++++ Input for this task ++++

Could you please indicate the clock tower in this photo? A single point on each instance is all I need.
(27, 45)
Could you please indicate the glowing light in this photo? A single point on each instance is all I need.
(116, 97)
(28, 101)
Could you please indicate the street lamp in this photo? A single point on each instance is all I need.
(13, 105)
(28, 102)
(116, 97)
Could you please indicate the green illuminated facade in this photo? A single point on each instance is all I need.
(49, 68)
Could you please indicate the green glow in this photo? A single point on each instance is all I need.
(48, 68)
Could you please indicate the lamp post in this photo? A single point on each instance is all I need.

++++

### Job
Please edit the records above so that every "instance" becomes "occurrence", keeping everything else unchanged.

### Solved problem
Could you please indicate the clock tower in this photo? A single point on each occurrence is all I need.
(27, 45)
Could you please indicate the glowing light in this photo? A single point on each occurrence is all I need.
(116, 97)
(28, 101)
Could you please indicate the street lamp in this photo? A single point on each occurrence is all I need.
(13, 105)
(28, 102)
(116, 97)
Could you please indicate the green illuminated facade in this photo? A single point on each occurrence is all I need.
(49, 68)
Could you please indicate the green glow in this photo? A single point on each occurrence is all I need.
(48, 68)
Could you please indicate the lamp post in this photo? A single point on each occurrence is all I need.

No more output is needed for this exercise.